::: Dataset records :::
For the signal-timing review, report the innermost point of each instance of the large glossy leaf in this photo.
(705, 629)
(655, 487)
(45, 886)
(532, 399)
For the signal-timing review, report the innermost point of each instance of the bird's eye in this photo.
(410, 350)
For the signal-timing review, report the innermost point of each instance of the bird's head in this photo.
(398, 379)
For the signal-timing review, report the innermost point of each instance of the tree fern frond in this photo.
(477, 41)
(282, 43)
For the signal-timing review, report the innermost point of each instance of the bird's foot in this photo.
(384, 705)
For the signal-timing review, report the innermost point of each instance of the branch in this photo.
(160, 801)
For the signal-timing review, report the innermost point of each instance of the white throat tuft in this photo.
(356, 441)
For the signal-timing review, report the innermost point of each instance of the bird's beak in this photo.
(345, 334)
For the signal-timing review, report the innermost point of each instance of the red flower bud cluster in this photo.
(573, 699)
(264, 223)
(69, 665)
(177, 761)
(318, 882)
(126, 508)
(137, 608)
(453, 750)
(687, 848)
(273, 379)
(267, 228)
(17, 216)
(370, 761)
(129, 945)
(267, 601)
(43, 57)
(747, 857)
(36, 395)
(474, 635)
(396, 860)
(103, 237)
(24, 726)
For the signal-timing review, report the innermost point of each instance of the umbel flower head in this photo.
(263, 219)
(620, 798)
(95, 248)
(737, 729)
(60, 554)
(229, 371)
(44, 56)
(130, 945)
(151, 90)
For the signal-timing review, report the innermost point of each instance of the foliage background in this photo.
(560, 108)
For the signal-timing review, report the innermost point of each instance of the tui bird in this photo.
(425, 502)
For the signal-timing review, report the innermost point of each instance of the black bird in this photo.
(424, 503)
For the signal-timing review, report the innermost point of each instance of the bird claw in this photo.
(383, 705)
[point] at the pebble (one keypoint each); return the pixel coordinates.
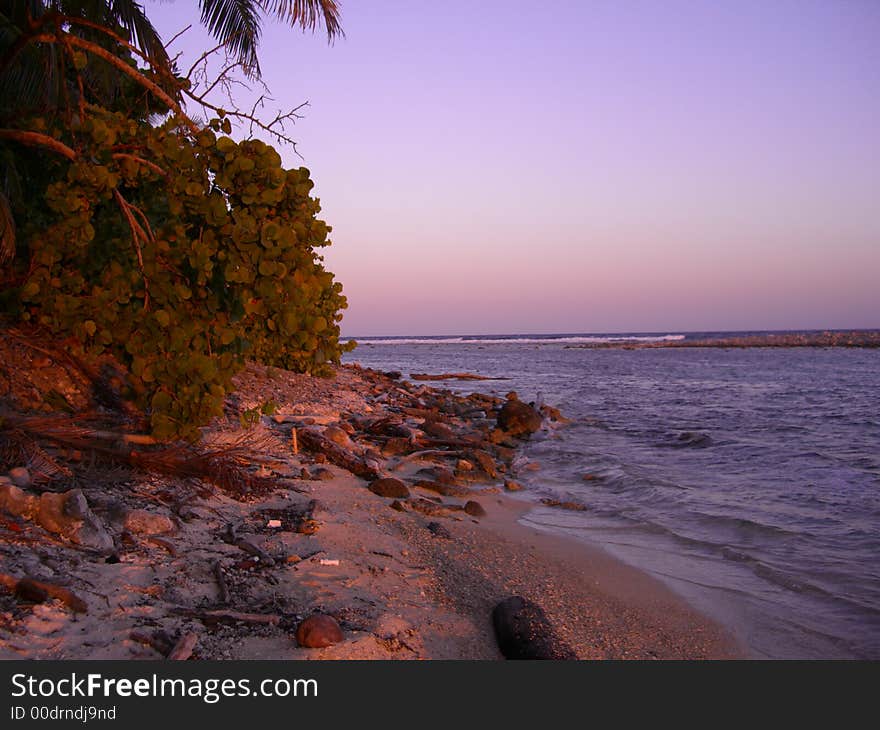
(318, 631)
:::
::: Dataset records :::
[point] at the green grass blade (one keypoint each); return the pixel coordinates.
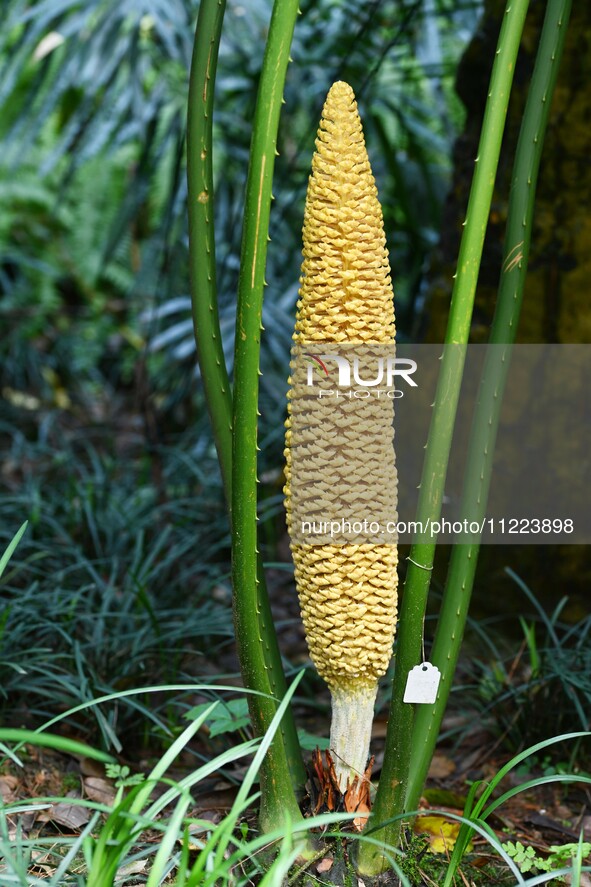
:::
▶ What you should do: Return, copied in full, every row above that contains the string "flower". A match must have the same case.

▶ Solution for this exercise:
For the signal-timing review, report the innermost point of each instance of the red flower bud cluster in this photo.
For the signal-timing review, report the innermost point of each instance of the umbel flower head in this photo.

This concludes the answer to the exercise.